= Work required =
Count how many lines of the items below contain the string "cloud". Reply with the number alone.

= Input data =
..........

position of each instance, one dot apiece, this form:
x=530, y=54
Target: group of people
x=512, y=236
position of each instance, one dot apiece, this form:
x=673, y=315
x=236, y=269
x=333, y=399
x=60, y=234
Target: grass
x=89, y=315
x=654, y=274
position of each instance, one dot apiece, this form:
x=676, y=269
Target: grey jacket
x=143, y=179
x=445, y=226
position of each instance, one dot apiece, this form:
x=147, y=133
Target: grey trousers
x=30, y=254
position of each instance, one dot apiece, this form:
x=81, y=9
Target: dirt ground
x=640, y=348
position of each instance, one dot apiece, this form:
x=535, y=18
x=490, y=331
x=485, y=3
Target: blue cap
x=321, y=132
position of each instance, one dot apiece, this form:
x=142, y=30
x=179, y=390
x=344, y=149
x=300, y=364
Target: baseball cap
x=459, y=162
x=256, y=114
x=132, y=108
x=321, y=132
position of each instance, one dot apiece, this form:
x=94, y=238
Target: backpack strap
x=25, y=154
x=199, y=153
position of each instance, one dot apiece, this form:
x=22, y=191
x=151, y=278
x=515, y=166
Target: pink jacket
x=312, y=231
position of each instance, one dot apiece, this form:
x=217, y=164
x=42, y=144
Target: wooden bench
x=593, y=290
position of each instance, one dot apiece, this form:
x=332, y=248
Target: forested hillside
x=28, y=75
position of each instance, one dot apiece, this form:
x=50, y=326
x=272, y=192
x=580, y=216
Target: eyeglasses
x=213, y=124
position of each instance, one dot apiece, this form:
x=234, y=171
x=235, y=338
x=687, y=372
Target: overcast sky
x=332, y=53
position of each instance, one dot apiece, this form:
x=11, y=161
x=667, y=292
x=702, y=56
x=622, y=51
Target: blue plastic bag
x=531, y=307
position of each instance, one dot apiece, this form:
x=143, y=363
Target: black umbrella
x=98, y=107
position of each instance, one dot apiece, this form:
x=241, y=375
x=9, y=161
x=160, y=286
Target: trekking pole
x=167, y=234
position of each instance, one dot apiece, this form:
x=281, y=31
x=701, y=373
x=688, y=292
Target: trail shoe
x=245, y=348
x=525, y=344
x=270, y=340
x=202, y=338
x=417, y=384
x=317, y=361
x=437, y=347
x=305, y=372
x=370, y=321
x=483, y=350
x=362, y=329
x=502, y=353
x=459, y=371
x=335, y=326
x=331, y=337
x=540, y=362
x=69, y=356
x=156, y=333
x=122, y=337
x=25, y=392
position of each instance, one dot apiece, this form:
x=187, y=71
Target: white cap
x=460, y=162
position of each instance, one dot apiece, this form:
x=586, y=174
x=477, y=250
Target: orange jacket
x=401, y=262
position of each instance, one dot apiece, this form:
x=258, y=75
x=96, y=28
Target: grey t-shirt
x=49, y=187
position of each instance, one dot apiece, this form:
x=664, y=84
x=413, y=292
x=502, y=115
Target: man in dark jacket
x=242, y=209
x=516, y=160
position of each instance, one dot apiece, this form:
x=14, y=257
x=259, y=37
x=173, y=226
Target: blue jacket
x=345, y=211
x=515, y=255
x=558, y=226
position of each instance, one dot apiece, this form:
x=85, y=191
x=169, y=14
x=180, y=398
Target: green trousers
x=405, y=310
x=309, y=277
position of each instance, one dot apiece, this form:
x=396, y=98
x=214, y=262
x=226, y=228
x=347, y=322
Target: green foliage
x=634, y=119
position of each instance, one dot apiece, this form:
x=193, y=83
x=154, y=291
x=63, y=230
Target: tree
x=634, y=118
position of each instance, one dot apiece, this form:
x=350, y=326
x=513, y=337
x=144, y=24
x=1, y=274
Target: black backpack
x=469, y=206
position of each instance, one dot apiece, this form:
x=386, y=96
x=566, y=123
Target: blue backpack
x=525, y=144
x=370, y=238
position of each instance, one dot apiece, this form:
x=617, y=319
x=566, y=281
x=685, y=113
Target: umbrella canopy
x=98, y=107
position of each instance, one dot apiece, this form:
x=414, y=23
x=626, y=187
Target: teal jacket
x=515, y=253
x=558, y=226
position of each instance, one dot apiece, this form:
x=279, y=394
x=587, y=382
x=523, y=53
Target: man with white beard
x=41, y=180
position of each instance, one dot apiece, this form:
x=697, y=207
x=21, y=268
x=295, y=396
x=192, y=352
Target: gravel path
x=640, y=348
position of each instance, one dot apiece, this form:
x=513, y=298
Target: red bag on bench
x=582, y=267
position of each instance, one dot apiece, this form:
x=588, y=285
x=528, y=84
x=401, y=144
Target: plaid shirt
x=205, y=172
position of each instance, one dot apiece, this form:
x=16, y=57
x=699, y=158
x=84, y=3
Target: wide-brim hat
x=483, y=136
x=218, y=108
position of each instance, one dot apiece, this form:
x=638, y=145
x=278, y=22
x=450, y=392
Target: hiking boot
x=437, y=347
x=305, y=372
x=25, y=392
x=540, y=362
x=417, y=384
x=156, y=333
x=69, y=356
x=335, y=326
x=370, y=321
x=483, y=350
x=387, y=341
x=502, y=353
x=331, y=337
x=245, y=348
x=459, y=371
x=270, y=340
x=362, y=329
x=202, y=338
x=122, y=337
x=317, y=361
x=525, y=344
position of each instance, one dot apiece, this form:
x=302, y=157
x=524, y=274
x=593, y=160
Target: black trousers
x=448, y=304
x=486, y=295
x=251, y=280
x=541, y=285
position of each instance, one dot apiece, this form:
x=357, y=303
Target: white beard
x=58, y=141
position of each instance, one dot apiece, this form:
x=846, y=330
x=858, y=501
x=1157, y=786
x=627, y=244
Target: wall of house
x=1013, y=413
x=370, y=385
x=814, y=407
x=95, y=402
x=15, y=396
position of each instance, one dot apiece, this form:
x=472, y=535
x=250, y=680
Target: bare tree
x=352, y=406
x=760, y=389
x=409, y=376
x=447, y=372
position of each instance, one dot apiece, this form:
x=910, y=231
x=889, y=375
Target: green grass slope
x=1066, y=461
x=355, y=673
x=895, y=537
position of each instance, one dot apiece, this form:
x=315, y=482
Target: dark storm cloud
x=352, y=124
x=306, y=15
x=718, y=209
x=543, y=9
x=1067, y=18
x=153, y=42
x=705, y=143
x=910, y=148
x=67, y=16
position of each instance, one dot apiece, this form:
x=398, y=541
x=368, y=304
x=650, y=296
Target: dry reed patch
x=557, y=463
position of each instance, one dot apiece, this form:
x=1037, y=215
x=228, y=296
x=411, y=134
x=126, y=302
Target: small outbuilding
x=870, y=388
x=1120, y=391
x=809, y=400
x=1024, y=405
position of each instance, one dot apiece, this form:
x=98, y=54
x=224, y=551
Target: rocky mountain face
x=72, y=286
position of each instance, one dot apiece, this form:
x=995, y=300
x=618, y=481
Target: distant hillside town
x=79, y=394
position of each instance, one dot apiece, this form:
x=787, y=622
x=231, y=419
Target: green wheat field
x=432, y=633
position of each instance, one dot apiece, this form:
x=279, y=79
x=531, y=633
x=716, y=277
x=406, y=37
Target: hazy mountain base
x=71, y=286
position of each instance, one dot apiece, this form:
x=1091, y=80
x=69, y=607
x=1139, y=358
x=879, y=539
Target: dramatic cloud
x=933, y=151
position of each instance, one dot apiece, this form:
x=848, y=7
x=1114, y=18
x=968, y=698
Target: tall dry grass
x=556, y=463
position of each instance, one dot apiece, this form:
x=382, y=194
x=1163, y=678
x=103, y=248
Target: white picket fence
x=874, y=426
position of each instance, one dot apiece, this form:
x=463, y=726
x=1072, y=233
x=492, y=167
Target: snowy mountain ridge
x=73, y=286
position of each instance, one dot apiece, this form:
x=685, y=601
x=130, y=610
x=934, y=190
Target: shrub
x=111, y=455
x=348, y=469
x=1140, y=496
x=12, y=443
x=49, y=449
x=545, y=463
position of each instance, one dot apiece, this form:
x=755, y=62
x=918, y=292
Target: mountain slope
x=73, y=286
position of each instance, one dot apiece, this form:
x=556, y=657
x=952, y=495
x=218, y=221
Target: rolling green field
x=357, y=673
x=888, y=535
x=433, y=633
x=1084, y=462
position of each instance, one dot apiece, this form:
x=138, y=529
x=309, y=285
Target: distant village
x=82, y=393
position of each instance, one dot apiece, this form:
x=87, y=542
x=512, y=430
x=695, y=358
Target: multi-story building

..........

= Output of the exercise =
2